• [Excerto do texto]

Vimos o desejo nobre de a igualdade social acabar
nos morticínios da guilhotina jacobina; o desejo
sublime da afirmação cultural nacional cair na
chacina do holocausto nazi; a ânsia magnífica da
justiça económica descambar no horror do gulag
soviético. Quanto mais elevados os propósitos, mais
monstruosas as aberrações distorcidas pela seiva
peçonhenta da raiz soberba.
O pior de todos os ramos coube-nos em sorte. Pior
porque toca o mais íntimo do ser humano, a família.
Corrompidos os mecanismos sociais no século XVIII,
os regimes políticos no século XIX, os sistemas
económicos no século XX, hoje as entranhas egoístas
da árvore atacam a vida pessoal. Entretanto, a
humanidade já expeliu muito do veneno dos outros
ramos. Ninguém defende a sociedade sem classes, os
regimes perfeitos, a economia colectiva. Apesar dos
belos ideais, a desgraça dessas concepções egoístas
está à vista. Agora todas as forças se dirigem a
esfarrapar os laços familiares, as mais íntimas
fibras do nosso ser.

• [Registos apresentados]

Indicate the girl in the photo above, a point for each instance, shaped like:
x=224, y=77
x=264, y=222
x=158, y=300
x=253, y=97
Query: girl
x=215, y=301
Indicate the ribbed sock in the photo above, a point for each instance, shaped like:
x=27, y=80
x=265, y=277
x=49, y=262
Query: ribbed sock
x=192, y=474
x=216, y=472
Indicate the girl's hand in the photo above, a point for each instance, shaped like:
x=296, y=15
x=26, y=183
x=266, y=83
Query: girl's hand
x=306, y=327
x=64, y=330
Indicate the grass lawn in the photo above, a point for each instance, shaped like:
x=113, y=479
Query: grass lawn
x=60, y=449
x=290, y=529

...

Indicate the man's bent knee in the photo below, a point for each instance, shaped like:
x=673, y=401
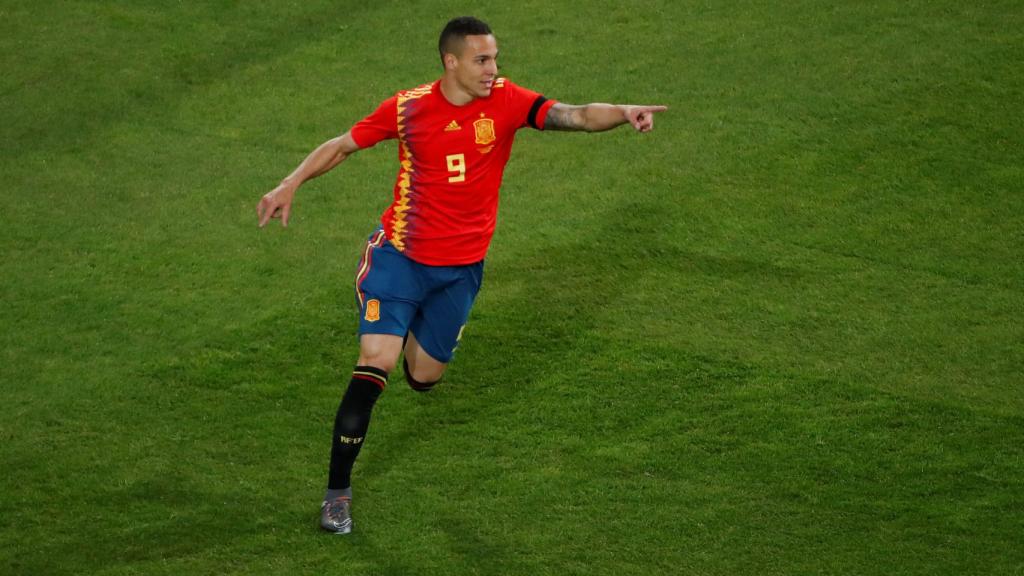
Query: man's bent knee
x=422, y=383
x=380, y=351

• [Instruções]
a: Reescreva em forma de lista o parágrafo do excerto que começa por "Vimos o desejo nobre", mantendo os factos principais.
b: Reproduza, por favor, nos registos, tudo desde a linha que contém "Indicate the grass" até à linha que contém "x=290, y=529", ambas incluídas.

• [Respostas por ordem]
a:
- O desejo nobre da igualdade social acabou nos morticínios da guilhotina jacobina.
- O desejo sublime da afirmação cultural nacional caiu na chacina do holocausto nazi.
- A ânsia magnífica da justiça económica descambou no horror do gulag soviético.
- Quanto mais elevados os propósitos, mais monstruosas as aberrações distorcidas pela seiva peçonhenta da raiz soberba.

b:
Indicate the grass lawn in the photo above, a point for each instance, shaped like:
x=113, y=479
Query: grass lawn
x=60, y=449
x=290, y=529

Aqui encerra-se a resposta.